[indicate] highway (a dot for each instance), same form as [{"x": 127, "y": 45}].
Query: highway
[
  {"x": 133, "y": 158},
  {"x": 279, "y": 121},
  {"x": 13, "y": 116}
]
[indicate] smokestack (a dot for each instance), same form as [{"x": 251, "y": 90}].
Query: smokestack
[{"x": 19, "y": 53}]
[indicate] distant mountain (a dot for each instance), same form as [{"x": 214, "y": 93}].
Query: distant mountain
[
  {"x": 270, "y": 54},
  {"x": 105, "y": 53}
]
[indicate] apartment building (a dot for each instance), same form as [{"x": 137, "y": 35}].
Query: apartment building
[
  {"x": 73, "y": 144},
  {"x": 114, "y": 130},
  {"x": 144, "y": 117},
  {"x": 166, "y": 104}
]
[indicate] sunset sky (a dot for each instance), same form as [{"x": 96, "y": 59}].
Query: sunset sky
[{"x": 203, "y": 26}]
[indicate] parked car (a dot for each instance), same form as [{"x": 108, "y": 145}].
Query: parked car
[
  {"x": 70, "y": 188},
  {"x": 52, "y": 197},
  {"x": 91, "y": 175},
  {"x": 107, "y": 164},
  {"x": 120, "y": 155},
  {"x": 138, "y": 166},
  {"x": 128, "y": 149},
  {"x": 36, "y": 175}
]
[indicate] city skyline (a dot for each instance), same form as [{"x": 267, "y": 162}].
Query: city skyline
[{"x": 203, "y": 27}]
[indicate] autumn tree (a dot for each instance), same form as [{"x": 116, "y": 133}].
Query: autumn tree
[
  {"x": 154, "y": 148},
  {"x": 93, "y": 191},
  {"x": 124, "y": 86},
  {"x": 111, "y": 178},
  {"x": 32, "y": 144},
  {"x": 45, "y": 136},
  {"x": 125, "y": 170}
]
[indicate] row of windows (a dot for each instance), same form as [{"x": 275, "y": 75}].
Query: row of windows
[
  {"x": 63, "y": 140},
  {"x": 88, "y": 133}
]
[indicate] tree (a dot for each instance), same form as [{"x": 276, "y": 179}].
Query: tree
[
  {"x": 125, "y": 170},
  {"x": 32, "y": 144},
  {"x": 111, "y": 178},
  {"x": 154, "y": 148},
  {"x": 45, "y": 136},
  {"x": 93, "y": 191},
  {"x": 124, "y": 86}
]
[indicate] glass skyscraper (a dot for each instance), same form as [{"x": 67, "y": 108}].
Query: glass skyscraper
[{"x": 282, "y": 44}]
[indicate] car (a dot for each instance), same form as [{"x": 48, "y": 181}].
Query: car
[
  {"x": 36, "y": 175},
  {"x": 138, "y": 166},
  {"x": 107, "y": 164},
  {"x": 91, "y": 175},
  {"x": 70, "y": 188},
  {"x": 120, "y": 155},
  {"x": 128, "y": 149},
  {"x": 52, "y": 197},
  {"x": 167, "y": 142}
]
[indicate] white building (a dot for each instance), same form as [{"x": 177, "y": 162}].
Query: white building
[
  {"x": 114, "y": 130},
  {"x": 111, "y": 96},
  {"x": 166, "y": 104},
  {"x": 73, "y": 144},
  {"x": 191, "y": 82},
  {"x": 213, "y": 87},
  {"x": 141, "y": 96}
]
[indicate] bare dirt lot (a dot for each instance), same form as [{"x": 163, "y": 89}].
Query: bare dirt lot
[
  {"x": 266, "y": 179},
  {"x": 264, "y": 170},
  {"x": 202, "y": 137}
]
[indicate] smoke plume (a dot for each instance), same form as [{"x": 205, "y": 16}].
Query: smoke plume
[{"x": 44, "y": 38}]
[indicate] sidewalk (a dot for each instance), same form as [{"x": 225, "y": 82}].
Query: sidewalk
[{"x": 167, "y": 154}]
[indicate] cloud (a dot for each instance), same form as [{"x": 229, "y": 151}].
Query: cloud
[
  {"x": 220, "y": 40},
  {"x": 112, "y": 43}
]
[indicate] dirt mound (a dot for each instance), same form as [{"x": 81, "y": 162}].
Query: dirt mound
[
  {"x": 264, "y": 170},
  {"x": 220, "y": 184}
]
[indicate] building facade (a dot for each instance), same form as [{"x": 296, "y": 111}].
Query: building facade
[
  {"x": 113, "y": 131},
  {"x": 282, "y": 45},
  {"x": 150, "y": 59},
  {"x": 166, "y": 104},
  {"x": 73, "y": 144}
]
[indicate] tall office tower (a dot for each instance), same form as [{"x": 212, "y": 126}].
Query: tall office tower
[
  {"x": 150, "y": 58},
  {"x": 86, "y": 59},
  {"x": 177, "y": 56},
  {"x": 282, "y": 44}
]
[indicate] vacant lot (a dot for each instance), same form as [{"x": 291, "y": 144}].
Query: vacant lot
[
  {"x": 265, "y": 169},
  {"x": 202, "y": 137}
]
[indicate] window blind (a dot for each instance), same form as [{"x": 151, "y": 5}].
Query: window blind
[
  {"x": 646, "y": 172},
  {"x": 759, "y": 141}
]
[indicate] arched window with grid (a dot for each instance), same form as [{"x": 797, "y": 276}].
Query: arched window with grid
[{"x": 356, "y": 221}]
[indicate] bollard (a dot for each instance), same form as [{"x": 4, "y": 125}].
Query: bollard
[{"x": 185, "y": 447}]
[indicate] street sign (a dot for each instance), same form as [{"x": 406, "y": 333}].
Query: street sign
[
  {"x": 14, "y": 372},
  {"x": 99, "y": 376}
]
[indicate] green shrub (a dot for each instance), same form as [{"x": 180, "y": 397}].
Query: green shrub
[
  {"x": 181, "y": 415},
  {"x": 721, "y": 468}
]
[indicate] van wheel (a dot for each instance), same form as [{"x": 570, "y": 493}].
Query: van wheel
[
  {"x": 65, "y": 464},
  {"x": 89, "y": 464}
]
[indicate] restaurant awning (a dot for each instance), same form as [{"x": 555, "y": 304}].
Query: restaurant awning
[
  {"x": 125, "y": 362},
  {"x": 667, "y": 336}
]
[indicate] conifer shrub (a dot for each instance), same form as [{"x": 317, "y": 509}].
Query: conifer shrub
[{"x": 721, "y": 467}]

# Written request
Rewrite the whole listing above as a JSON array of strings, one string per line, with blank lines omitted.

# Solution for this task
[
  "[indicate] highway (a dot for each instance), same form as [{\"x\": 127, \"y\": 45}].",
  "Query: highway",
  "[",
  "  {\"x\": 133, \"y\": 158},",
  "  {\"x\": 279, \"y\": 121},",
  "  {\"x\": 13, \"y\": 116}",
  "]",
  "[indicate] smokestack (a dot for each instance), same form as [{\"x\": 251, \"y\": 90}].",
  "Query: smokestack",
  "[{\"x\": 19, \"y\": 53}]",
  "[indicate] distant mountain (a dot for each instance), same form as [{\"x\": 214, \"y\": 93}].",
  "Query: distant mountain",
  "[",
  "  {\"x\": 270, \"y\": 54},",
  "  {\"x\": 105, \"y\": 53}",
  "]",
  "[indicate] apartment building (a dot for each instance), same form as [{\"x\": 137, \"y\": 35}].",
  "Query: apartment building",
  "[",
  "  {\"x\": 73, \"y\": 144},",
  "  {\"x\": 114, \"y\": 130},",
  "  {\"x\": 144, \"y\": 117},",
  "  {\"x\": 166, \"y\": 104}",
  "]",
  "[indicate] sunset sky (a dot for each instance), same form as [{\"x\": 96, \"y\": 59}].",
  "Query: sunset sky",
  "[{\"x\": 203, \"y\": 26}]",
  "[indicate] parked car (a dot for each instance), same form as [{\"x\": 108, \"y\": 145}].",
  "Query: parked car",
  "[",
  "  {\"x\": 70, \"y\": 188},",
  "  {\"x\": 52, \"y\": 197},",
  "  {\"x\": 91, \"y\": 175},",
  "  {\"x\": 107, \"y\": 164},",
  "  {\"x\": 120, \"y\": 155},",
  "  {\"x\": 138, \"y\": 166},",
  "  {\"x\": 128, \"y\": 149},",
  "  {\"x\": 36, \"y\": 175}",
  "]",
  "[indicate] city skyline (a dot for each instance), same form as [{\"x\": 267, \"y\": 162}].",
  "Query: city skyline",
  "[{\"x\": 203, \"y\": 27}]",
  "[indicate] autumn tree (a dot for each instance), same form as [{\"x\": 116, \"y\": 133}].",
  "Query: autumn tree",
  "[",
  "  {\"x\": 154, \"y\": 148},",
  "  {\"x\": 93, \"y\": 191},",
  "  {\"x\": 124, \"y\": 86},",
  "  {\"x\": 111, \"y\": 178},",
  "  {\"x\": 32, \"y\": 144},",
  "  {\"x\": 45, \"y\": 136},",
  "  {\"x\": 125, \"y\": 170}",
  "]",
  "[indicate] row of windows (a dot for each instance), same form as [{\"x\": 275, \"y\": 75}].",
  "Query: row of windows",
  "[",
  "  {\"x\": 63, \"y\": 140},",
  "  {\"x\": 88, \"y\": 133}",
  "]",
  "[indicate] tree (a dot for each instance), same form as [{\"x\": 276, \"y\": 179}].",
  "Query: tree",
  "[",
  "  {\"x\": 125, \"y\": 170},",
  "  {\"x\": 32, \"y\": 144},",
  "  {\"x\": 111, \"y\": 178},",
  "  {\"x\": 154, \"y\": 148},",
  "  {\"x\": 45, \"y\": 136},",
  "  {\"x\": 93, \"y\": 191},",
  "  {\"x\": 124, \"y\": 86}",
  "]",
  "[indicate] glass skyscraper (a dot for each instance), same form as [{\"x\": 67, \"y\": 108}].",
  "Query: glass skyscraper",
  "[{\"x\": 282, \"y\": 44}]",
  "[indicate] car (a dot for each instance), same form as [{\"x\": 48, \"y\": 181}].",
  "Query: car",
  "[",
  "  {\"x\": 36, \"y\": 175},",
  "  {\"x\": 138, \"y\": 166},",
  "  {\"x\": 107, \"y\": 164},",
  "  {\"x\": 91, \"y\": 175},",
  "  {\"x\": 70, \"y\": 188},",
  "  {\"x\": 120, \"y\": 155},",
  "  {\"x\": 128, \"y\": 149},",
  "  {\"x\": 52, \"y\": 197},",
  "  {\"x\": 167, \"y\": 142}",
  "]",
  "[indicate] white building (a dot for each instance), same form as [{\"x\": 177, \"y\": 162}].",
  "Query: white building",
  "[",
  "  {\"x\": 114, \"y\": 130},",
  "  {\"x\": 111, \"y\": 96},",
  "  {\"x\": 166, \"y\": 104},",
  "  {\"x\": 73, \"y\": 144},",
  "  {\"x\": 191, \"y\": 82},",
  "  {\"x\": 213, \"y\": 87},",
  "  {\"x\": 141, \"y\": 96}",
  "]",
  "[indicate] bare dirt lot (a dot for each instance), same form as [{\"x\": 163, \"y\": 89}].",
  "Query: bare dirt lot",
  "[",
  "  {\"x\": 266, \"y\": 179},",
  "  {\"x\": 264, \"y\": 170},",
  "  {\"x\": 202, \"y\": 137}",
  "]",
  "[indicate] smoke plume (a dot for each instance), same form as [{\"x\": 205, \"y\": 16}].",
  "Query: smoke plume",
  "[{\"x\": 44, \"y\": 38}]",
  "[indicate] sidewalk (a dot for each instance), same form as [{\"x\": 225, \"y\": 82}].",
  "Query: sidewalk",
  "[{\"x\": 167, \"y\": 154}]",
  "[indicate] cloud (a dot for each instance), same form as [{\"x\": 229, \"y\": 151}].",
  "Query: cloud",
  "[",
  "  {\"x\": 220, \"y\": 40},",
  "  {\"x\": 112, \"y\": 43}",
  "]",
  "[indicate] dirt mound (a dot for each instance), same form as [{\"x\": 81, \"y\": 162}].",
  "Query: dirt mound",
  "[",
  "  {\"x\": 264, \"y\": 170},",
  "  {\"x\": 220, \"y\": 184}",
  "]",
  "[indicate] building facade (a dot for each instance), same form as [{\"x\": 296, \"y\": 111}].",
  "Query: building facade",
  "[",
  "  {\"x\": 113, \"y\": 131},",
  "  {\"x\": 282, \"y\": 45},",
  "  {\"x\": 150, \"y\": 59},",
  "  {\"x\": 166, \"y\": 104},",
  "  {\"x\": 73, \"y\": 144}",
  "]",
  "[indicate] tall office tower (a dot for each instance), same form as [{\"x\": 212, \"y\": 126}].",
  "Query: tall office tower",
  "[",
  "  {\"x\": 150, \"y\": 58},",
  "  {\"x\": 86, \"y\": 59},",
  "  {\"x\": 177, \"y\": 56},",
  "  {\"x\": 282, \"y\": 44}",
  "]",
  "[indicate] vacant lot (a dot for each instance), same form as [{\"x\": 291, \"y\": 144}].",
  "Query: vacant lot",
  "[",
  "  {\"x\": 265, \"y\": 169},",
  "  {\"x\": 202, \"y\": 137}",
  "]",
  "[indicate] window blind (a dot for each instance), same form as [{\"x\": 151, \"y\": 5}].",
  "Query: window blind",
  "[",
  "  {\"x\": 646, \"y\": 172},",
  "  {\"x\": 759, \"y\": 141}",
  "]",
  "[indicate] arched window with grid (a dot for each instance), same form as [{\"x\": 797, \"y\": 276}].",
  "Query: arched window with grid",
  "[{\"x\": 356, \"y\": 221}]",
  "[indicate] bollard (a dot for each instance), same form as [{\"x\": 4, \"y\": 125}].",
  "Query: bollard",
  "[{\"x\": 185, \"y\": 447}]",
  "[indicate] street sign (a dot for each instance), same form as [{\"x\": 406, \"y\": 333}].",
  "Query: street sign",
  "[",
  "  {\"x\": 14, \"y\": 372},",
  "  {\"x\": 99, \"y\": 376}",
  "]",
  "[indicate] green shrub (a dot for each instance), same form as [{\"x\": 180, \"y\": 397}].",
  "Query: green shrub",
  "[",
  "  {\"x\": 181, \"y\": 415},",
  "  {\"x\": 721, \"y\": 468}",
  "]",
  "[indicate] van wheel (a dot for each instance), same form as [{\"x\": 570, \"y\": 493}].",
  "Query: van wheel",
  "[",
  "  {\"x\": 65, \"y\": 464},",
  "  {\"x\": 89, \"y\": 464}",
  "]",
  "[indicate] restaurant awning (a dot for each instance), same form as [{\"x\": 555, \"y\": 304}].",
  "Query: restaurant awning",
  "[",
  "  {\"x\": 125, \"y\": 362},",
  "  {\"x\": 667, \"y\": 336}",
  "]",
  "[indicate] conifer shrub (a dot for each instance), same form as [{\"x\": 317, \"y\": 509}].",
  "Query: conifer shrub",
  "[{\"x\": 721, \"y\": 467}]"
]